Write out again every line from the one that contains "point_to finds the white water" through the one that contains "pixel 387 394", both included, keeping all other wording unchanged. Multiply each x and y coordinate that follows the word pixel by 0.55 and round it to a whole number, with halves going up.

------------------------------------------------------------------------

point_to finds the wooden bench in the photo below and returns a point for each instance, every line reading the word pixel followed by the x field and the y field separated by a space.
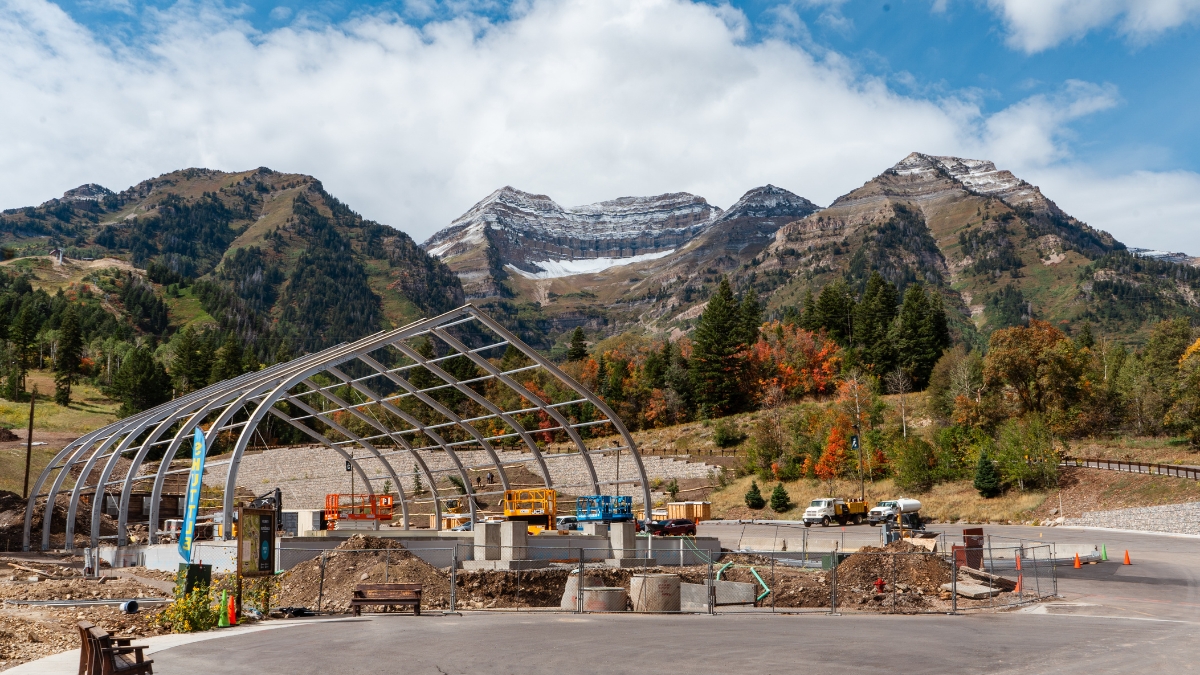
pixel 387 595
pixel 107 656
pixel 85 656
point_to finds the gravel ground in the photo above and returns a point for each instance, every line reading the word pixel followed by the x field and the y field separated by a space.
pixel 1176 519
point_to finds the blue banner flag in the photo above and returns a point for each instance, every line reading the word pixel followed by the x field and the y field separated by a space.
pixel 193 496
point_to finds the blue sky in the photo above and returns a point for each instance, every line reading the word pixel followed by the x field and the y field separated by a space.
pixel 412 111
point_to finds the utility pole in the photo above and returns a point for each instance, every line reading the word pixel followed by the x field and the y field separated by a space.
pixel 29 443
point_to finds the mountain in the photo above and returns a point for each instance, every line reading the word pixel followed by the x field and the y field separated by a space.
pixel 268 255
pixel 547 269
pixel 994 244
pixel 531 232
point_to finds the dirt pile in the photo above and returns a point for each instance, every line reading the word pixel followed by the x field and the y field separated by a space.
pixel 12 523
pixel 918 569
pixel 30 632
pixel 352 563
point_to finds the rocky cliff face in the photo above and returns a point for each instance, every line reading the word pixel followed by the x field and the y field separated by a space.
pixel 534 236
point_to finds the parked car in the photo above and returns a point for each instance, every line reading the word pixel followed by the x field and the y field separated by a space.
pixel 676 527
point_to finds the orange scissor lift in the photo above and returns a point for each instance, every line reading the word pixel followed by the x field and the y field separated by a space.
pixel 340 508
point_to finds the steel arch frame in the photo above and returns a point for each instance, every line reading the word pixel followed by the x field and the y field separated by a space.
pixel 413 422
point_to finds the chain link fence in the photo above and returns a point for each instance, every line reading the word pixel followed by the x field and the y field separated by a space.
pixel 673 574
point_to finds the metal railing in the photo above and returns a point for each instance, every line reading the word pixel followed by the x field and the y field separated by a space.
pixel 1153 469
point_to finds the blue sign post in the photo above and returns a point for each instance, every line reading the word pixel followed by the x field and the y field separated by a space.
pixel 193 496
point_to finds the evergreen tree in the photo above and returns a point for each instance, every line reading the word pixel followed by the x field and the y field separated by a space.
pixel 654 370
pixel 717 359
pixel 754 497
pixel 810 320
pixel 24 336
pixel 617 374
pixel 579 350
pixel 229 362
pixel 780 501
pixel 987 478
pixel 141 383
pixel 66 358
pixel 1085 339
pixel 921 334
pixel 751 317
pixel 873 323
pixel 835 311
pixel 192 362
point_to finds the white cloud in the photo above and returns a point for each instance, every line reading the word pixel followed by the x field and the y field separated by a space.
pixel 1035 25
pixel 582 101
pixel 1143 209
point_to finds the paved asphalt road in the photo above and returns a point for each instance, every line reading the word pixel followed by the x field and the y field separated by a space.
pixel 1144 617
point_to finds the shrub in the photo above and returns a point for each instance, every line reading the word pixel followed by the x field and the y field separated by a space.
pixel 191 611
pixel 987 478
pixel 726 435
pixel 780 501
pixel 754 497
pixel 915 464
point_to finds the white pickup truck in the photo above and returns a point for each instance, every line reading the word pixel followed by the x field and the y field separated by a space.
pixel 828 511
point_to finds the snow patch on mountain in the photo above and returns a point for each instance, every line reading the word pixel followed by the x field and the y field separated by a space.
pixel 555 269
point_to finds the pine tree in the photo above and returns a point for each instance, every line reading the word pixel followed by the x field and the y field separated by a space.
pixel 229 362
pixel 754 497
pixel 780 501
pixel 1085 339
pixel 717 359
pixel 987 478
pixel 141 383
pixel 750 315
pixel 24 335
pixel 192 362
pixel 579 350
pixel 810 320
pixel 873 323
pixel 66 358
pixel 835 311
pixel 921 334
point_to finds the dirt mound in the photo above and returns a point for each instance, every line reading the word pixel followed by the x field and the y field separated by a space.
pixel 349 565
pixel 33 632
pixel 12 523
pixel 918 569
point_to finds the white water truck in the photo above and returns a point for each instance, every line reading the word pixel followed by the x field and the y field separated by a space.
pixel 888 509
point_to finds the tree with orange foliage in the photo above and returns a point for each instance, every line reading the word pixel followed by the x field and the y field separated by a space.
pixel 833 459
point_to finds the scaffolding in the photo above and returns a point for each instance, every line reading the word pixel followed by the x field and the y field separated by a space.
pixel 381 394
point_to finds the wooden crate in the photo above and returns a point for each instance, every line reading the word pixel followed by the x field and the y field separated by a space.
pixel 691 511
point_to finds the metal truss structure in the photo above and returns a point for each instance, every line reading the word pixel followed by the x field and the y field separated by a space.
pixel 387 394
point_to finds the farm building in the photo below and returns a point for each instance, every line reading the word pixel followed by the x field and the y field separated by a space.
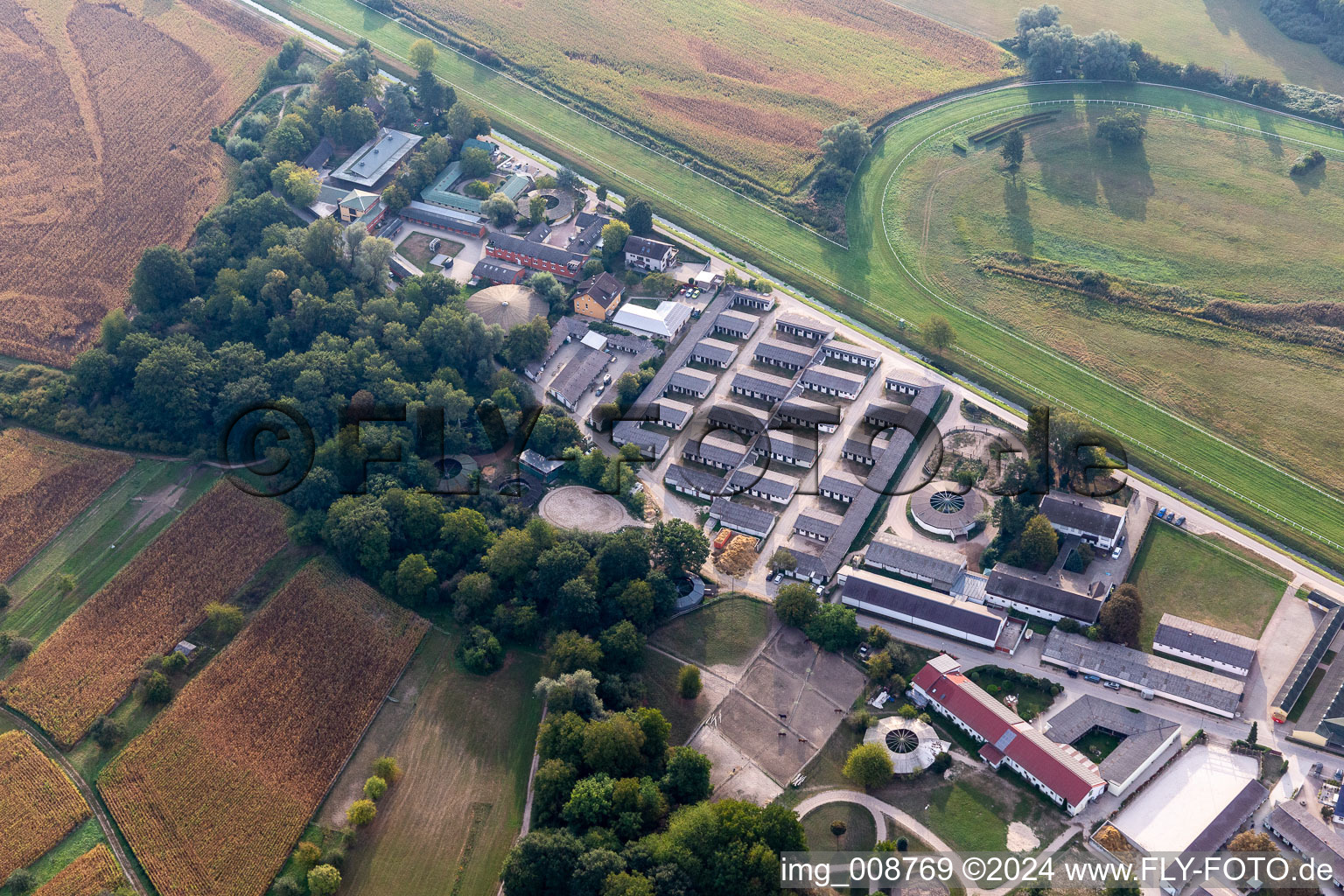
pixel 453 222
pixel 804 326
pixel 374 161
pixel 764 484
pixel 671 413
pixel 735 326
pixel 787 355
pixel 796 449
pixel 666 321
pixel 649 254
pixel 715 451
pixel 498 271
pixel 1033 594
pixel 1144 737
pixel 1176 682
pixel 578 376
pixel 817 524
pixel 808 414
pixel 762 387
pixel 598 298
pixel 534 256
pixel 830 381
pixel 739 418
pixel 1206 645
pixel 839 485
pixel 714 352
pixel 739 517
pixel 920 607
pixel 694 481
pixel 851 354
pixel 1304 832
pixel 691 382
pixel 1060 771
pixel 935 566
pixel 1088 519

------------------------------------------------------------------------

SOLUTION FOR THIS EXERCISE:
point_to finds the white water truck in the photo above and returns a point for each instance, every line reading the word pixel followed by the x field and the y field separated by a space.
pixel 488 280
point_to finds the tree with orange foliage in the photo above and returns a point for each instance, every line reading the word pixel followed by the x field and the y field separated by a space.
pixel 458 252
point_to finds the scaffolding in the photo above and returns a point for each instance, every line reading the word pixel followed by the x field and the y field separated by a space.
pixel 210 217
point_to finds the wooden crate in the photo above and returns a point for each instance, every line reading the word pixel followed by the x field and the y field separated by a space.
pixel 380 281
point_to finds the metal truss structure in the photo above and returns a point for each instance, every line reading the word pixel followed by the x field and the y field separated by a space.
pixel 213 217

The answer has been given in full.